"""

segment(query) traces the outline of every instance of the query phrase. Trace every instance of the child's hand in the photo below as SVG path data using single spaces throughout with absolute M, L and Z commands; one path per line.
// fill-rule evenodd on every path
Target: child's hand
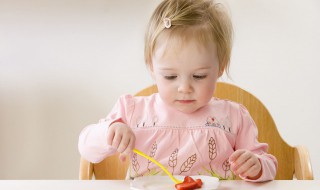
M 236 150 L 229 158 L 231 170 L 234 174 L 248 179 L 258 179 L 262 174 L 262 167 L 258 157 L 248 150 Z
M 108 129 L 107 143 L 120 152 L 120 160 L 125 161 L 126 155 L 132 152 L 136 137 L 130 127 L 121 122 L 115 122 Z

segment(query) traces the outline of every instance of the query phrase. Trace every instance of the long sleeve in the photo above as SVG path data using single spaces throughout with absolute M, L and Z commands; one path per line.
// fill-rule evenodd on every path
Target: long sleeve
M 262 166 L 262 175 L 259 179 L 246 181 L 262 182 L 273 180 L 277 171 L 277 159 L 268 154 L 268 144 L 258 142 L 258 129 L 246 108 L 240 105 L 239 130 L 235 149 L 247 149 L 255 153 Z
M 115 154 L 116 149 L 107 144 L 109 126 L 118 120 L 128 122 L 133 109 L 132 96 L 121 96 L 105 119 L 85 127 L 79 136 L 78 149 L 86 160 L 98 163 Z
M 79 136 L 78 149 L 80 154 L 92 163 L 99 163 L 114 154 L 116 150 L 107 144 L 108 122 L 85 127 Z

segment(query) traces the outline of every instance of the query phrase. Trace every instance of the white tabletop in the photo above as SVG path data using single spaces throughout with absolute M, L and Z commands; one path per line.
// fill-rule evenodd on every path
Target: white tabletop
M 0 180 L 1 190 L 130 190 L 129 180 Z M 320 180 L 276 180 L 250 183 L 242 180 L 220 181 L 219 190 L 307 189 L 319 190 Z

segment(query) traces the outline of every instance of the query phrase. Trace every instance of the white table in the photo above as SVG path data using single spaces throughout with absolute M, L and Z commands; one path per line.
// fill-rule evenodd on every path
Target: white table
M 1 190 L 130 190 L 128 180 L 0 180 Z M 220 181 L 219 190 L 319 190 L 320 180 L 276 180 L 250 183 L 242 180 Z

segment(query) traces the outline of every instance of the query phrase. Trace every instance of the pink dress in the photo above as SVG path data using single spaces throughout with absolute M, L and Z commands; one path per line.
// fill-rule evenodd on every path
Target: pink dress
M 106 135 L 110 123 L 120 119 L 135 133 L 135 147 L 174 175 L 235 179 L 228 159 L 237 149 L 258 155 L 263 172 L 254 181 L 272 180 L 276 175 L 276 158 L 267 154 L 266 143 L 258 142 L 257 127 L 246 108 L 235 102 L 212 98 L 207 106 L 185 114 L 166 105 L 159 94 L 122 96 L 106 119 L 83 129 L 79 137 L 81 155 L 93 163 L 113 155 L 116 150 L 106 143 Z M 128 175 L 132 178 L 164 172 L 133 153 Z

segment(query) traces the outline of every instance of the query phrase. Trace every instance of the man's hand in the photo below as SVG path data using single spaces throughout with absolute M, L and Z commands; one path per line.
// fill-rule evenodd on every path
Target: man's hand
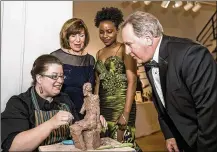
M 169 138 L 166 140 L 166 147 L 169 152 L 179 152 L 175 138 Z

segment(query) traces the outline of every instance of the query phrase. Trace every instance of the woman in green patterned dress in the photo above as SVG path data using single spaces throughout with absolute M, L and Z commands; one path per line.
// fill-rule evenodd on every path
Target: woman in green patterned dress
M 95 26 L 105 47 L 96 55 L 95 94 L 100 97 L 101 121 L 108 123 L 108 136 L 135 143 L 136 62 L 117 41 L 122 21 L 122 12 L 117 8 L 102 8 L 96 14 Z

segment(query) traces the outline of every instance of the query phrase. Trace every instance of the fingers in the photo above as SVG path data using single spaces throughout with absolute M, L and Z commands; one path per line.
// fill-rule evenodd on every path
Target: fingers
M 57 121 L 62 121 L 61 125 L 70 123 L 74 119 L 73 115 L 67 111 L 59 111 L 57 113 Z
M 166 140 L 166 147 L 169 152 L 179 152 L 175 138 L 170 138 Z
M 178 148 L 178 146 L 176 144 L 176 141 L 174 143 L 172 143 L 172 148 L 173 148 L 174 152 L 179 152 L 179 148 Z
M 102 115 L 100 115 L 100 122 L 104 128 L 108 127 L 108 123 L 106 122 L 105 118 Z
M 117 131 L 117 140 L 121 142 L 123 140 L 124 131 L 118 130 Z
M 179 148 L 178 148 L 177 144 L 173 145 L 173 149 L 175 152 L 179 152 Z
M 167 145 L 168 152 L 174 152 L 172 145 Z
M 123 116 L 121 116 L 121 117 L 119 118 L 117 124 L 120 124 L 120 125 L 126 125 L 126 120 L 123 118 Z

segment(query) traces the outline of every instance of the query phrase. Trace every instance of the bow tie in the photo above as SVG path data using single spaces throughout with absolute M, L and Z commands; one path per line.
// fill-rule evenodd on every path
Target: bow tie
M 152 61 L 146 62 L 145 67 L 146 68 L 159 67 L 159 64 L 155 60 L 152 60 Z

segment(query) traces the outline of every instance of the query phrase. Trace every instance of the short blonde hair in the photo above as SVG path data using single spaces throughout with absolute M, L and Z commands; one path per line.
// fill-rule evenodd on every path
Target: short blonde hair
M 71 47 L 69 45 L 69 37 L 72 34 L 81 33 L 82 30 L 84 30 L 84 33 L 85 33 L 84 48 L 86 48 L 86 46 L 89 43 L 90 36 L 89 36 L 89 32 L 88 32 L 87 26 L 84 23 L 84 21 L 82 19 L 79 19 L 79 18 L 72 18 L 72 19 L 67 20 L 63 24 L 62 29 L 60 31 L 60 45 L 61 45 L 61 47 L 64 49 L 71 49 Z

"""
"""

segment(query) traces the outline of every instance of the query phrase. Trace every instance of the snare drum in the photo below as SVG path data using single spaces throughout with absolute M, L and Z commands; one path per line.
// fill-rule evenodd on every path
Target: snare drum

"""
"""

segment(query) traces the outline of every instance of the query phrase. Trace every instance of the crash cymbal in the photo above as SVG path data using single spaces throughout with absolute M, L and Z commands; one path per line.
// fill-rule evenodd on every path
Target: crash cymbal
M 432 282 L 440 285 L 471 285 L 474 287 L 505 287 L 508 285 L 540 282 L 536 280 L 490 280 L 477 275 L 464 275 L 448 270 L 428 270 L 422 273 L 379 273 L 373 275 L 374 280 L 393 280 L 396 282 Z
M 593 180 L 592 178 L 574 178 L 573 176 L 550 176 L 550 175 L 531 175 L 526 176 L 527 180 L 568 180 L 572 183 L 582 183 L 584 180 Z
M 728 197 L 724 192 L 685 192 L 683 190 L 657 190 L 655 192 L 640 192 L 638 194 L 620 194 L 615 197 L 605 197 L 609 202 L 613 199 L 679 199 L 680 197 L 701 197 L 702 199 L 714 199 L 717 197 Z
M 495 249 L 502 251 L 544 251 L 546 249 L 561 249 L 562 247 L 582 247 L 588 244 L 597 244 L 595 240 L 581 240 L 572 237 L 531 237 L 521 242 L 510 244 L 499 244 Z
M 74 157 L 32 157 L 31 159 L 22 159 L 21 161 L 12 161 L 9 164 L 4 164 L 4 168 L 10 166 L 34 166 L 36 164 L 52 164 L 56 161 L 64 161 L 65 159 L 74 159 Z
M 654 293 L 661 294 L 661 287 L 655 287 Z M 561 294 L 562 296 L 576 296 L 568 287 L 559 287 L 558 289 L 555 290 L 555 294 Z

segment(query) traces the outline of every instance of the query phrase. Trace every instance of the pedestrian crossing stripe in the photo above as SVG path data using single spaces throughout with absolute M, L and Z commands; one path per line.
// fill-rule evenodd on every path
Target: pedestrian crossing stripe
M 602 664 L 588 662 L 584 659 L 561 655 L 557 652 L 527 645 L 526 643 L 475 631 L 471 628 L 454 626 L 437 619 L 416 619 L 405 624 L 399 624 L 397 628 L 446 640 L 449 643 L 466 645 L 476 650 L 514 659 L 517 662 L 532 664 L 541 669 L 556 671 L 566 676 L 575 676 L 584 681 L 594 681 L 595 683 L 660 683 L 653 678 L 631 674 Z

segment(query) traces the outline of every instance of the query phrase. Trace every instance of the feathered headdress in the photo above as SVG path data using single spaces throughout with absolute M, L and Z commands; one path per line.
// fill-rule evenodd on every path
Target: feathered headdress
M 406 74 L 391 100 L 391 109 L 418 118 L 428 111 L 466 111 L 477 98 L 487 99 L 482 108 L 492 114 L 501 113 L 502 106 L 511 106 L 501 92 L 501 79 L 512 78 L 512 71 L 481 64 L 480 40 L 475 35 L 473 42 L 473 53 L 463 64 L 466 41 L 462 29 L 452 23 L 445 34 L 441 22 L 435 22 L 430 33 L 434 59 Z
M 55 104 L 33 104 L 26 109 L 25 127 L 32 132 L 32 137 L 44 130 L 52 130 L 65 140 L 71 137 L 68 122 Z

"""

## WHAT IS BEING ASKED
Return all lines of the material above in which "below" occurs.

## ANSWER AREA
segment(query) traces the outline of every instance of the query phrase. Trace every instance of the child's hand in the photo below as SVG path data using single spaces throughout with absolute M, L and Z commands; one path per line.
segment(query) traces the outline of every instance of the query phrase. Trace every instance of the man's hand in the photo below as SVG path data using single spaces throughout with absolute M, L and Z commands; one path per line.
segment(query) traces the outline of every instance of the query phrase. Trace every instance of the snare drum in the photo below as SVG path data using single spaces throughout with absolute M, L and Z commands; one path per line.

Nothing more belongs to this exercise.